**Document passage**

[pulseaudio-discuss] Your Pulse Audio "Client sent non-aligned memblock" change

David Henningsson david.henningsson at canonical.com
Mon Nov 10 12:17:30 PST 2014



On 2014-11-10 19:42, Michael Schwendt wrote:
> On Mon, 10 Nov 2014 13:47:47 +0100, David Henningsson wrote:
>
>> In your call to pa_stream_write, you try to send 687 bytes, but with a
>> frame size of 8 (could be e g 32-bit float, stereo), 687 bytes is 85.875
>> frames, i e not an integer number of frames.
>
> That would be unusual and, unfortunately, a reproducer is still lacking
> because of a very poor bug report. I don't see any reason why an odd number
> of bytes would be sent to PA. E.g. I wouldn't expect an audio file decoder to
> return an incomplete frame (here 3 bytes instead of 8).
>
> Also, with the given log messages:
>
>    Nov 10 01:10:49 deer pulseaudio[1780]: [pulseaudio] protocol-native.c: Client
>    sent non-aligned memblock: index 0, length 23, frame size: 8
>    Nov 10 01:10:49 deer pulseaudio[1780]: [pulseaudio] protocol-native.c: Client
>    sent non-aligned memblock: index 23, length 8169, frame size: 8
>
> 8169+23 = 8192 would match the maximum buffer size of what is sent to the
> PA output driver (e.g. as filled by mpg123 input), but pa_stream_write is
> not called with an "index" parameter. So, that one seems to be something
> internal.
>
> Somehow I have the feeling there's another component involved, e.g.
> something inbetween Audacious and Pulse Audio daemon.

I've been trying to look in the pulseaudio client code to see if it 
would for some reason split the package up.

**Data entries**
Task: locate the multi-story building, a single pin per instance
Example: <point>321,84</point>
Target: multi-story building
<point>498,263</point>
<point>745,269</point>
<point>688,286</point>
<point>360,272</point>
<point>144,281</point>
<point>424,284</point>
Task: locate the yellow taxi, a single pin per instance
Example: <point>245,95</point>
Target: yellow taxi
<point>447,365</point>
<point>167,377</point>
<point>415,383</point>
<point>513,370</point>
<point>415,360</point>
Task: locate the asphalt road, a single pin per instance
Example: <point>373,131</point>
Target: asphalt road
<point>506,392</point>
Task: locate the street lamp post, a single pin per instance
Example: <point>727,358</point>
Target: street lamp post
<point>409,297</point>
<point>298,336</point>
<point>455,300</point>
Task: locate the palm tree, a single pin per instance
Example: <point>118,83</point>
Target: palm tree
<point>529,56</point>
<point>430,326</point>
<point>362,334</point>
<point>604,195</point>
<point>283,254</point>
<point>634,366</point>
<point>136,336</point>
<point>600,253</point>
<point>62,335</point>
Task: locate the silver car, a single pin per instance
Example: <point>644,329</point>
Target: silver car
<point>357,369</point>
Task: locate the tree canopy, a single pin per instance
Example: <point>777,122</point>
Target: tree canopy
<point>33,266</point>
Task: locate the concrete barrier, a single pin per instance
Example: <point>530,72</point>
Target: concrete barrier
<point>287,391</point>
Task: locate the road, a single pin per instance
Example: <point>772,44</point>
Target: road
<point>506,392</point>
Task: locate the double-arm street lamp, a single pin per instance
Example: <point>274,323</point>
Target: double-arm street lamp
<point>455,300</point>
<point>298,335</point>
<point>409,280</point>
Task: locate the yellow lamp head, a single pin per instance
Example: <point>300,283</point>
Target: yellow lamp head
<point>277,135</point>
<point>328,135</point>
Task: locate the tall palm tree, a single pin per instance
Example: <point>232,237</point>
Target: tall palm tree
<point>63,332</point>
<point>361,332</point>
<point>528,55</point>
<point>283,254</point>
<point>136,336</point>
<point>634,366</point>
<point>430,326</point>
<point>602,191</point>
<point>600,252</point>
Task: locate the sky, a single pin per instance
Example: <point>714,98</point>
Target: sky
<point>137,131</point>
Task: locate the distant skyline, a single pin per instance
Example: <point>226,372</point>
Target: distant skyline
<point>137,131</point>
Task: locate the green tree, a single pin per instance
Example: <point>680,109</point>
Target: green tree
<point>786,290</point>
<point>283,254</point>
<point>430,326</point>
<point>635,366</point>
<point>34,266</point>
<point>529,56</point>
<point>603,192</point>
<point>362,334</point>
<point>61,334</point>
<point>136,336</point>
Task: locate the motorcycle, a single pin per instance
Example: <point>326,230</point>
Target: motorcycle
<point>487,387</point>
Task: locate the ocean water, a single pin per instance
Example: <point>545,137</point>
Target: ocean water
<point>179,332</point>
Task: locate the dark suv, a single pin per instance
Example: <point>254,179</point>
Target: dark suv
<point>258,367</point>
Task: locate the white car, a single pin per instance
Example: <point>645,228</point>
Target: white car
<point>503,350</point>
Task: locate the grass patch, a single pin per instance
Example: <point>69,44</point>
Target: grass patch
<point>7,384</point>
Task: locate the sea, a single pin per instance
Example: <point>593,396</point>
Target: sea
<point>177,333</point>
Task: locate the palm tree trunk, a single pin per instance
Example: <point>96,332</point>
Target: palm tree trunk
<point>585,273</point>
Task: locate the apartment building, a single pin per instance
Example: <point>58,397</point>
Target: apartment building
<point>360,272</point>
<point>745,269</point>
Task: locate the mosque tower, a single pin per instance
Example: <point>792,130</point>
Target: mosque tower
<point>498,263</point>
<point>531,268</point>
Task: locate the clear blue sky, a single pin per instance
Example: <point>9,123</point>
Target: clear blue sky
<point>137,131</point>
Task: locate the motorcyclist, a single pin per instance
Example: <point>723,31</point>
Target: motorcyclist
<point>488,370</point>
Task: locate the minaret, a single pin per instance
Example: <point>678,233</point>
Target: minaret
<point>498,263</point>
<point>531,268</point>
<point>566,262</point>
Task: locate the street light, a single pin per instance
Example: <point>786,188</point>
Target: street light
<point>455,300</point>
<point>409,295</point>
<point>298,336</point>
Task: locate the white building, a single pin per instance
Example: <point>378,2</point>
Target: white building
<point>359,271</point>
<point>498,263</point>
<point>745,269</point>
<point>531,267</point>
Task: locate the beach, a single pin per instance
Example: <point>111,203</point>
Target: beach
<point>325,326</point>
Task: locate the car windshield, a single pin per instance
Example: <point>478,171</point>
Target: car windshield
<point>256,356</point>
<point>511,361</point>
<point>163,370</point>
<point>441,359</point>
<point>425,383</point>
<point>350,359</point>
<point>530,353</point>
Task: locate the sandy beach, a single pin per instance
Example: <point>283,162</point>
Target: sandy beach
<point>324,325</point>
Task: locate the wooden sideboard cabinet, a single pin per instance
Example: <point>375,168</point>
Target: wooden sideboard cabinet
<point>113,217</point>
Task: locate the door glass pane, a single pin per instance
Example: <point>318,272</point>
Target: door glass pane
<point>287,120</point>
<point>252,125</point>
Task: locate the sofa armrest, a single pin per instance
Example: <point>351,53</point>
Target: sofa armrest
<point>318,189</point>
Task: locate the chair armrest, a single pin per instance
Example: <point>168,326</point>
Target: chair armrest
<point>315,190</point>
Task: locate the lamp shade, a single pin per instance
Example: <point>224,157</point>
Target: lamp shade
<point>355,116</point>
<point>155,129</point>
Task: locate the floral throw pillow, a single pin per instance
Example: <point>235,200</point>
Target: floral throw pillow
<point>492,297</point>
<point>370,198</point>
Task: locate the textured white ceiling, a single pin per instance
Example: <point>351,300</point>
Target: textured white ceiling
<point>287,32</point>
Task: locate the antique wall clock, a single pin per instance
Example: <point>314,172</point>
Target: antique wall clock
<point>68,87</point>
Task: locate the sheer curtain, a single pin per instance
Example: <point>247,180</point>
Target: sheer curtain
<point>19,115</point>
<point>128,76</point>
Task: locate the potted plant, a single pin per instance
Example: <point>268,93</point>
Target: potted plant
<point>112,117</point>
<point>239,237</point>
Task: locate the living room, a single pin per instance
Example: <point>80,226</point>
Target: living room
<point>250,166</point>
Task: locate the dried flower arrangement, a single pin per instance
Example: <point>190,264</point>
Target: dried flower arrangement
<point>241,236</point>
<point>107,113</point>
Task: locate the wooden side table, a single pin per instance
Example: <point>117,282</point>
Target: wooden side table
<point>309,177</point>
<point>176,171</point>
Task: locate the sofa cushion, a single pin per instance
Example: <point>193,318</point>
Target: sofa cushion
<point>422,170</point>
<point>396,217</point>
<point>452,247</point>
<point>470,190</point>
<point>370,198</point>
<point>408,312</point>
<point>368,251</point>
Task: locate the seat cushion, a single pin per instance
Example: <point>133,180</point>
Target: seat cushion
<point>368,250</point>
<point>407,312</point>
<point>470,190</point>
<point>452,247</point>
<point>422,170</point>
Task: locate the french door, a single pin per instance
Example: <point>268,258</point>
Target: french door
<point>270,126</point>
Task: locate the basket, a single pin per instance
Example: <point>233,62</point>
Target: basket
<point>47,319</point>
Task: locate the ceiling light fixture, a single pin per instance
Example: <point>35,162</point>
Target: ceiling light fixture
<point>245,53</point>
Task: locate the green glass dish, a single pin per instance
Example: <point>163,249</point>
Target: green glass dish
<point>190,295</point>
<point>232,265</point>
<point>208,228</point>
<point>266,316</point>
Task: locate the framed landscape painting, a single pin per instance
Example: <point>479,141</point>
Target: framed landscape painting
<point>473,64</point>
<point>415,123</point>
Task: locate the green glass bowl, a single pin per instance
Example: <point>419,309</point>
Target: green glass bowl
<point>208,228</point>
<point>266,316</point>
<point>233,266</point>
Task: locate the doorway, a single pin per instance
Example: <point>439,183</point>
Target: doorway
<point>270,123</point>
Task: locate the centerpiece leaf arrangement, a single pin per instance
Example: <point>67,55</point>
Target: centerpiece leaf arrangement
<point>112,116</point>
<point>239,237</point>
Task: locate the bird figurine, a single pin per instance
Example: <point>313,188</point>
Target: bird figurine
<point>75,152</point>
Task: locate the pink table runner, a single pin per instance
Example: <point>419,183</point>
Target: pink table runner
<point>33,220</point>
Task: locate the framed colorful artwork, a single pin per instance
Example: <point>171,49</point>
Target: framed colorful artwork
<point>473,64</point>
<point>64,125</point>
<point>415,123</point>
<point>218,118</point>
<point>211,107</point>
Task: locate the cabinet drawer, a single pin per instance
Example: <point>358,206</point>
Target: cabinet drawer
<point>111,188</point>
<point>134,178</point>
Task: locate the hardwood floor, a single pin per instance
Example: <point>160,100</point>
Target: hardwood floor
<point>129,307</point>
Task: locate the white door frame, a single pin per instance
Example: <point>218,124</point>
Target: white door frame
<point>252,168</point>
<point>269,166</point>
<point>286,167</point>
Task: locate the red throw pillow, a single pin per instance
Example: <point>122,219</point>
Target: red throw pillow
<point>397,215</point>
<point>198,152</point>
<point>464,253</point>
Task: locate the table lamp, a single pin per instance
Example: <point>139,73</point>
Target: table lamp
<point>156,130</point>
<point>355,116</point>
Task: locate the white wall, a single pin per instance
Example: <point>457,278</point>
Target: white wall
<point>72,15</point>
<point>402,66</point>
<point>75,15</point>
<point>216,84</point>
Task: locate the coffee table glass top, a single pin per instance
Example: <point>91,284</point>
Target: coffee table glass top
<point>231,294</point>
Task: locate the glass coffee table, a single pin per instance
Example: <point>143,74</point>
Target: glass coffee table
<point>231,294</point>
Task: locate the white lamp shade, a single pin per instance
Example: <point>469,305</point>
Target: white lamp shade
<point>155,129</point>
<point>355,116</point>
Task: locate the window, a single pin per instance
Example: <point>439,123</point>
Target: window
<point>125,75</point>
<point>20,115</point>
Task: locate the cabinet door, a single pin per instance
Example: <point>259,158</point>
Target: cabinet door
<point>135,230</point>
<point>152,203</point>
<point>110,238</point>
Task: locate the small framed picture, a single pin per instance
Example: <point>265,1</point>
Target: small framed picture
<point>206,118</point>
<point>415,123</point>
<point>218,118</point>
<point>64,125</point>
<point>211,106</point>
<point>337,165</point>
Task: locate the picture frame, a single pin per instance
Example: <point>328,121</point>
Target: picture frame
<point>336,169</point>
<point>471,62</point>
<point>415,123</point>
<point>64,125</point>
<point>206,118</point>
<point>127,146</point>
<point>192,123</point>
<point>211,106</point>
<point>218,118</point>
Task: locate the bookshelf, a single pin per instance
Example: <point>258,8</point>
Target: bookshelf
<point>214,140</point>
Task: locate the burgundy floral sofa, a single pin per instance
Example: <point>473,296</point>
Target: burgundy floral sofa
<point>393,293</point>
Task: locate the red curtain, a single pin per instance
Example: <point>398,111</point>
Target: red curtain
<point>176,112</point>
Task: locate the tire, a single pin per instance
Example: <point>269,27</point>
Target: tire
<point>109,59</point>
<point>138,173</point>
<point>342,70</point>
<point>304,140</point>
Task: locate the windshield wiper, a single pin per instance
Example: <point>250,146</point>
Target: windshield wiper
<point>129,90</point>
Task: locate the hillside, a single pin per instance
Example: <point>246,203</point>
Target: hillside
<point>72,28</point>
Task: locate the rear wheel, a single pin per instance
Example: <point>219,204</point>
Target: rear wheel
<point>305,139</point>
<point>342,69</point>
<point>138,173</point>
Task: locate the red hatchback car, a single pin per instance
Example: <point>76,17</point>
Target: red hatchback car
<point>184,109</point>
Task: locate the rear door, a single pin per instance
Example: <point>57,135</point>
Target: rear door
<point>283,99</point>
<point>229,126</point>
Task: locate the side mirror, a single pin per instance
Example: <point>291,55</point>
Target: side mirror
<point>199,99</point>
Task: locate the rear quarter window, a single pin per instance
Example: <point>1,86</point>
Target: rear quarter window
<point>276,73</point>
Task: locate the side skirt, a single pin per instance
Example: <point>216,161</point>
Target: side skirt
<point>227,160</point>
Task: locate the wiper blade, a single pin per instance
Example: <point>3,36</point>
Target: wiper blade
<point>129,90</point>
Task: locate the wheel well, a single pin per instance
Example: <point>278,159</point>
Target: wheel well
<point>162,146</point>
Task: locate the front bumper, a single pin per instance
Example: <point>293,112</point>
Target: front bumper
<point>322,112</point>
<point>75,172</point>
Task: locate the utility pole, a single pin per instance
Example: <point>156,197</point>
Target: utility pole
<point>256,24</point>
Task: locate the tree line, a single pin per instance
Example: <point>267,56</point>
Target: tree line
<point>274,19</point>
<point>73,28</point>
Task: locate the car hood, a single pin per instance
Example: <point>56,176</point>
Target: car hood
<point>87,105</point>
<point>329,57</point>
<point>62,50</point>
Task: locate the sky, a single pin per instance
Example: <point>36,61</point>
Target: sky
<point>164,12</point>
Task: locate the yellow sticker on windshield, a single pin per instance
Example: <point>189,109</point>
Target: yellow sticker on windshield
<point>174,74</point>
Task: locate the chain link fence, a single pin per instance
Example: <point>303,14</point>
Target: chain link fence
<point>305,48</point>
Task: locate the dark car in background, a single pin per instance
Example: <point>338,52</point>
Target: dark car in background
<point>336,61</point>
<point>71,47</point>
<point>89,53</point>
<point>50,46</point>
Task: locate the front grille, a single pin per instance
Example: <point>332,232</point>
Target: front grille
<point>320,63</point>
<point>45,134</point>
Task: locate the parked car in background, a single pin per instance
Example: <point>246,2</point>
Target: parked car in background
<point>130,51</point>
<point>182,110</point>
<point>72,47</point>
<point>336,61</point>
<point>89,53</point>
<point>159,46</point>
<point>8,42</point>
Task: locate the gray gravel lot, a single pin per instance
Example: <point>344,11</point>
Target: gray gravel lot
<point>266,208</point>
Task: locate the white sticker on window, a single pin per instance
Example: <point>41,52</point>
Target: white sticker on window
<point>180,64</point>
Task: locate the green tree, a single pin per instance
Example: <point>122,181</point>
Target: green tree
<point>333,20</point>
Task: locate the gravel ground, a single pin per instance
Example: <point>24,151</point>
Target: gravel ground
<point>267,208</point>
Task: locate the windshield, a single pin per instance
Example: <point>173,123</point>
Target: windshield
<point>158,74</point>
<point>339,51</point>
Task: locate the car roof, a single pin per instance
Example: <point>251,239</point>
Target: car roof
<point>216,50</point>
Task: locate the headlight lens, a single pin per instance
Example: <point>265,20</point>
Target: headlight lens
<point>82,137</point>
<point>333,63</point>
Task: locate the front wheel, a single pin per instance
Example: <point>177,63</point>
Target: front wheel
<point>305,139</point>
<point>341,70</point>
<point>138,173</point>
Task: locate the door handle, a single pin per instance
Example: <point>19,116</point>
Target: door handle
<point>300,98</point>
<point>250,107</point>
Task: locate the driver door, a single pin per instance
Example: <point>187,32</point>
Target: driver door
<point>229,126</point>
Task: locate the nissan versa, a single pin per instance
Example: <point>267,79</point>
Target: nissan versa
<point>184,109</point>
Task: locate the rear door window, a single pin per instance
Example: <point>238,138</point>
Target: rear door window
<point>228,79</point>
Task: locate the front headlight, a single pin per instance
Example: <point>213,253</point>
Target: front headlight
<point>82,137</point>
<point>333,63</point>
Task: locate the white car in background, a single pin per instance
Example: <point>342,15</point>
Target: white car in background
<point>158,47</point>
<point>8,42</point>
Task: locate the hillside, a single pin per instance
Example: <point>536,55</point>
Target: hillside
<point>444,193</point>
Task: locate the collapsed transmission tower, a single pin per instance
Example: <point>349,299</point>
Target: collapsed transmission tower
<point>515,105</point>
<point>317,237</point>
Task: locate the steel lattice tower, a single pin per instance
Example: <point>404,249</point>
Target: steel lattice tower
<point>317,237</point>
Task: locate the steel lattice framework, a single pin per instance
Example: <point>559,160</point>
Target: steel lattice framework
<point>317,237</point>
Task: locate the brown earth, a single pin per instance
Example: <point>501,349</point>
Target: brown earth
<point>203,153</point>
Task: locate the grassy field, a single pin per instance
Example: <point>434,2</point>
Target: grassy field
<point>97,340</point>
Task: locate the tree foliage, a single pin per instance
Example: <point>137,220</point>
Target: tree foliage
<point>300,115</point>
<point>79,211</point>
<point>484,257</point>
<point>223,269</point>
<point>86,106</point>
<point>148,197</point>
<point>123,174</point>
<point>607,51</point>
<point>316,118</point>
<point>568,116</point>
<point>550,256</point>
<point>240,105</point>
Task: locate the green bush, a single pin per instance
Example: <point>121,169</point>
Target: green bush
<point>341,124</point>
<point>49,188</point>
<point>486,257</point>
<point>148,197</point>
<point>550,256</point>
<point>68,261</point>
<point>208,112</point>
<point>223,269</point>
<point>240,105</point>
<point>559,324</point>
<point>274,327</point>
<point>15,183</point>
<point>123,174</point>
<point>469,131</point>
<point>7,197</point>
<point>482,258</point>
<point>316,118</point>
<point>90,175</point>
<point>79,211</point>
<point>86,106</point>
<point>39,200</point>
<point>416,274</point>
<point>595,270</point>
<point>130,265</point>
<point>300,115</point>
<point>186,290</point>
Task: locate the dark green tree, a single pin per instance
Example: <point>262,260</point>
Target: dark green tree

**Problem A**
In the mailing list message, how many bytes does the call to pa_stream_write try to send?
**Problem B**
Reproduce the stretch of the mailing list message from "On 2014-11-10 19:42, Michael" through "instead of 8).".

**Written answer A**
687 bytes

**Written answer B**
On 2014-11-10 19:42, Michael Schwendt wrote:
> On Mon, 10 Nov 2014 13:47:47 +0100, David Henningsson wrote:
>
>> In your call to pa_stream_write, you try to send 687 bytes, but with a
>> frame size of 8 (could be e g 32-bit float, stereo), 687 bytes is 85.875
>> frames, i e not an integer number of frames.
>
> That would be unusual and, unfortunately, a reproducer is still lacking
> because of a very poor bug report. I don't see any reason why an odd number
> of bytes would be sent to PA. E.g. I wouldn't expect an audio file decoder to
> return an incomplete frame (here 3 bytes instead of 8).